Teks Hasil Ekstraksi:
Samarinda (ANTARA News) - Wahana Lingkungan Hidup Indonesia (Walhi) Kalimantan Timur mendesak agar pemerintah daerah segera menuntaskan masalah lingkungan serta sangketa antara PT. Kitadin (kelompok usaha Banpu) dengan warga di Desa Bangun Rejo, Kutai Kartanegara.
"Pemerintah daerah seharusnya segera menuntaskan kasus itu, antara lain dengan mengaudit PT. Kitadin baik dari sisi lingkungan maupun pada bidang sosial (program pemberdayaan/cooperate sosial responbility/CSR)," kata Direktur Ekskutif Walhi, Ical Wardhana di Samarinda, Jumat.
Hal itu disampaikan dalam siaran persnya menyingkapi beberapa kali aksi demo warga Desa Bangun Rejo, Kecamatan Tenggarong Seberang, Kutai Kartanegara, termasuk Kamis (16/7).
Aksi demo itu terkait dengan persoalan lingkungan yang diduga dilakukan perusahaan, juga terkait diabaikan hak-hak sosial warga (CSR) sekitarnya.
Berdasarkan data Walhi, diperkirakan 150 KK menjadi korban kerugian atas sekitar 150 ha areal persawahan dan pemukiman masyarakat akibat kerapnya banjir melanda sejak hadirnya perusahaan batu bara.

Baris Data:
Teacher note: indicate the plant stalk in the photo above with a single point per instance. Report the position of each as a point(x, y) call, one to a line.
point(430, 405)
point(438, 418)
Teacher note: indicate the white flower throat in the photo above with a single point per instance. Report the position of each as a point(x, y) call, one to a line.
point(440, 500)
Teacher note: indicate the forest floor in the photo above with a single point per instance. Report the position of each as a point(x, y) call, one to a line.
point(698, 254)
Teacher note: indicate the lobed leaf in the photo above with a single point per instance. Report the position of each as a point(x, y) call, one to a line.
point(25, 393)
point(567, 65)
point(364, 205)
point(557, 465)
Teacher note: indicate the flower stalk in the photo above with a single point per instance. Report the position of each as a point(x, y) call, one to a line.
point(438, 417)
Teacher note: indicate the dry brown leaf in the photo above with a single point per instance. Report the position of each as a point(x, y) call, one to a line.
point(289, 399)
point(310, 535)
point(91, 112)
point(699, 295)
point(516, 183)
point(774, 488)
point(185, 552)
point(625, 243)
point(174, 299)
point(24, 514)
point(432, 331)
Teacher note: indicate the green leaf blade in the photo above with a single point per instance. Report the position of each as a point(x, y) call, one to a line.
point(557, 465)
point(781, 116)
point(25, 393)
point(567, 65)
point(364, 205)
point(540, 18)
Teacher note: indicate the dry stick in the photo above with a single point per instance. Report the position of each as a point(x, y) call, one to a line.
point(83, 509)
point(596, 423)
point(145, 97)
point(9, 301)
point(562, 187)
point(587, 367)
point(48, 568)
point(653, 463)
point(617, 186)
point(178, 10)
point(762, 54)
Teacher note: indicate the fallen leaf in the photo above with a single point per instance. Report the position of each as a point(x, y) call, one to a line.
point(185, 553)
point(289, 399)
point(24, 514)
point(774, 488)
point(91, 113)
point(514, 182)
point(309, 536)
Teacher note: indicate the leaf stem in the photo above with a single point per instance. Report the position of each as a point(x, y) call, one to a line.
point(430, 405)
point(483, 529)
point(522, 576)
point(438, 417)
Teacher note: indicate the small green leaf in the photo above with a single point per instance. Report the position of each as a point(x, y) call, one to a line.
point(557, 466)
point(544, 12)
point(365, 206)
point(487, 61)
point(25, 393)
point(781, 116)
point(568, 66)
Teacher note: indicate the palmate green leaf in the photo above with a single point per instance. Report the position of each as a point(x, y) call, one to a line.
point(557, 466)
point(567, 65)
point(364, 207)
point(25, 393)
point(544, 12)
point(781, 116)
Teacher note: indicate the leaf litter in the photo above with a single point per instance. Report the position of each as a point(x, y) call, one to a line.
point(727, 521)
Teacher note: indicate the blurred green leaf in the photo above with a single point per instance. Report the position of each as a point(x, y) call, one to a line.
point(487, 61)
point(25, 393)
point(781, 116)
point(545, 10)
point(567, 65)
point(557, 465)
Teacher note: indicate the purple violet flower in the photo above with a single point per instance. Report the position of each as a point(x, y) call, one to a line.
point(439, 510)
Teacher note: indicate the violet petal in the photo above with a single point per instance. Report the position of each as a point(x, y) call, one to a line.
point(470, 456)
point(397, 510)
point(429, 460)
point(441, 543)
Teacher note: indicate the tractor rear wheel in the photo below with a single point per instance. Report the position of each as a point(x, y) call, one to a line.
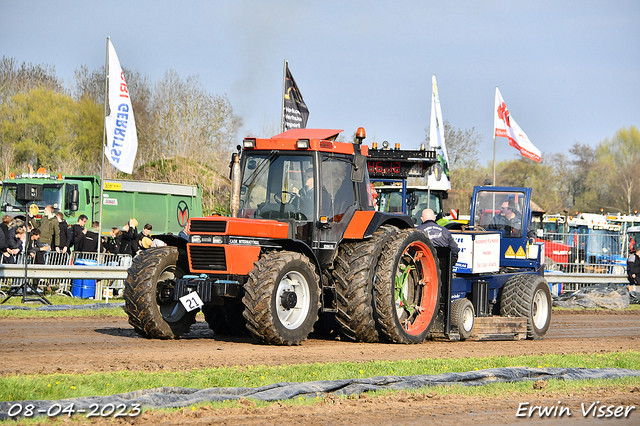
point(354, 274)
point(407, 287)
point(528, 296)
point(148, 295)
point(226, 320)
point(282, 298)
point(462, 317)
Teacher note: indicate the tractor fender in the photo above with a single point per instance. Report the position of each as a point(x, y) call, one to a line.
point(365, 223)
point(299, 246)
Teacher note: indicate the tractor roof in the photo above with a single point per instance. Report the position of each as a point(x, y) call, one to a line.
point(321, 134)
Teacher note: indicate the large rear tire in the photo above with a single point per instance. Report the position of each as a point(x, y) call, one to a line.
point(282, 298)
point(407, 287)
point(528, 296)
point(148, 295)
point(354, 274)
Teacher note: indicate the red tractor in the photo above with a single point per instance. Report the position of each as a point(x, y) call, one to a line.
point(304, 239)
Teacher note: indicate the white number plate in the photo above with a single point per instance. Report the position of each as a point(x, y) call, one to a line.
point(191, 301)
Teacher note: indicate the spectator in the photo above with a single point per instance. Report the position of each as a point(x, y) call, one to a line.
point(78, 232)
point(65, 233)
point(633, 265)
point(130, 237)
point(36, 248)
point(49, 228)
point(439, 236)
point(145, 241)
point(90, 242)
point(17, 240)
point(113, 243)
point(4, 235)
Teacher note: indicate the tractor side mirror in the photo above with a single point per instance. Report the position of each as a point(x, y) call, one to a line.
point(358, 168)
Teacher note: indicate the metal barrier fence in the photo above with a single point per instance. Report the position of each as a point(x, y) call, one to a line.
point(597, 251)
point(62, 264)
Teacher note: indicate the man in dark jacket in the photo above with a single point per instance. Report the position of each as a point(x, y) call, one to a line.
point(90, 242)
point(49, 228)
point(65, 233)
point(439, 236)
point(4, 230)
point(78, 232)
point(36, 248)
point(633, 265)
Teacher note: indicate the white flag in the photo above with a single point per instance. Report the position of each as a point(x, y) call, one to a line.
point(122, 139)
point(438, 177)
point(505, 126)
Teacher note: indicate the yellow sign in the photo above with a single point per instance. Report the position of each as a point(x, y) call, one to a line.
point(509, 252)
point(112, 186)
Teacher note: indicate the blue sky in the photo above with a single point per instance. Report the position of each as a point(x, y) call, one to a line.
point(569, 71)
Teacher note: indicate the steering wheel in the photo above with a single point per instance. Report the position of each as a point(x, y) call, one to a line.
point(292, 197)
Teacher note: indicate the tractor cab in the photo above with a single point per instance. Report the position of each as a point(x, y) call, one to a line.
point(304, 178)
point(507, 210)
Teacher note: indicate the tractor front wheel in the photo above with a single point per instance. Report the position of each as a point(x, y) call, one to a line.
point(282, 298)
point(407, 287)
point(149, 295)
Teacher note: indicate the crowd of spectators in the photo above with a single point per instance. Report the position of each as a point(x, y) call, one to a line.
point(52, 233)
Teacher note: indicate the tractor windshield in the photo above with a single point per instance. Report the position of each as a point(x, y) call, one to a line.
point(501, 211)
point(278, 187)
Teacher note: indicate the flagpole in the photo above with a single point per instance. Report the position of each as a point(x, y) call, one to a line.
point(104, 143)
point(284, 85)
point(494, 137)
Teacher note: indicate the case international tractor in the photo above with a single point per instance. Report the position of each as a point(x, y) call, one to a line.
point(304, 239)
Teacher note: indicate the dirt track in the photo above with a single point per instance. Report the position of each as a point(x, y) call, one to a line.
point(79, 345)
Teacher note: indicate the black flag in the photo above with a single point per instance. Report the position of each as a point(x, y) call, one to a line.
point(295, 112)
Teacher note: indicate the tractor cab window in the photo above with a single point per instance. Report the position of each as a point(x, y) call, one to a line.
point(422, 199)
point(500, 211)
point(278, 187)
point(337, 192)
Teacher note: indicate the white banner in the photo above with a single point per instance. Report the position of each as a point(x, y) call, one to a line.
point(438, 177)
point(505, 126)
point(122, 139)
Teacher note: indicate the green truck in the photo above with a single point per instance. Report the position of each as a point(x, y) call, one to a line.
point(166, 206)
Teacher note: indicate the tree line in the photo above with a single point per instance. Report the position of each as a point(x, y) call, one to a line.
point(586, 179)
point(186, 135)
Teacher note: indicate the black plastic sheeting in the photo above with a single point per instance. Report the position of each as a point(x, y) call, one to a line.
point(597, 296)
point(93, 306)
point(167, 397)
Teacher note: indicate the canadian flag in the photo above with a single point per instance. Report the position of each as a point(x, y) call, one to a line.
point(505, 126)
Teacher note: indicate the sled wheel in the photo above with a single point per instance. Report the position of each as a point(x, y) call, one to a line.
point(148, 295)
point(462, 317)
point(407, 287)
point(282, 298)
point(354, 274)
point(528, 296)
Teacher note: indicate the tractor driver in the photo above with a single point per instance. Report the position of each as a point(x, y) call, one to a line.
point(508, 220)
point(306, 193)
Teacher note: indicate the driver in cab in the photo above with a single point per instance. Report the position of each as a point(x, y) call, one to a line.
point(508, 220)
point(306, 193)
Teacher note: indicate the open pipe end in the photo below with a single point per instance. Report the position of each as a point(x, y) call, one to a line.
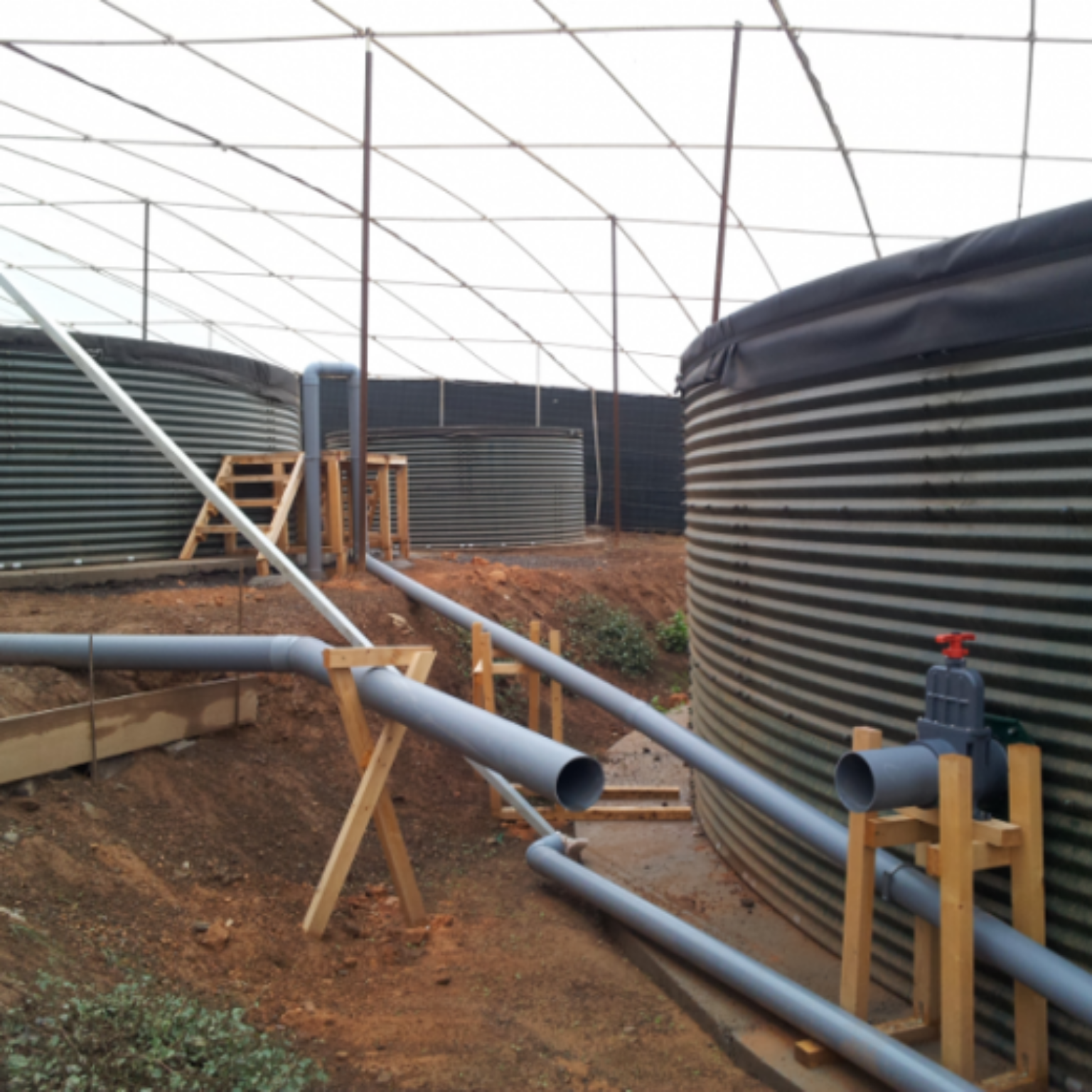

Tugas Latihan:
1/ Menurut data Walhi dalam berita tentang sengketa PT. Kitadin dengan warga Desa Bangun Rejo, berapa kepala keluarga yang diperkirakan menjadi korban kerugian akibat banjir?
2/ Teruskan berita tentang sengketa PT. Kitadin dengan warga Desa Bangun Rejo mulai dari titik terakhirnya.

Jawaban Berurutan:
1/ Sekitar 150 KK.

2/
Berdasarkan pengakuan warga bahwa petani di Desa Bangun Rejo telah mengalami empat kali gagal panen sejak hadirnya perusahaan batu bara itu sejak beberapa tahun lalu.
Sebenarnya sudah beberapa kali diadakan pertemuan antara warga dengan manajemen perusahaan namun belum juga menemukan penyelesaian, termasuk pada 16 Juli 2009 di Kutai Kartanegara.
"Karena beberapa kali pertemuan, tidak ada titik terang menyelesaikan masalah ini, maka perlu campur tangan pemerintah daerah, sehingga kasus ini tidak berlarut-larut karena kita khawatir menimbulkan dampak sosial," imbuh dia.
"Hasil audit lingkungan hidup dan sosial juga harus disosialisasikan kepada publik terutama masyarakat yang terkena dampak langsung dari operasional pertambangan PT. Kitadin," imbuh dia.
Perusahaan dengan pemilik saham dominan dari Thailand itu dalam beberapa tahun terakhir telah meresahkan dan menimbulkan masalah terhadap masyarakat desa sekitarnya.
Persoalan lingkungan yang dikeluhkan warga, antara lain masalah banjir yang kerap melanda daerah itu sejak hadirnya perusahaan tersebut.
Banjir tersebut dinilai warga menimbulkan dampak langsung akibat kerusakan tanaman warga yang umumnya adalah eks-trans dari Pulau Jawa karena terendam banjir yang berulang-ulang mendera daerah itu.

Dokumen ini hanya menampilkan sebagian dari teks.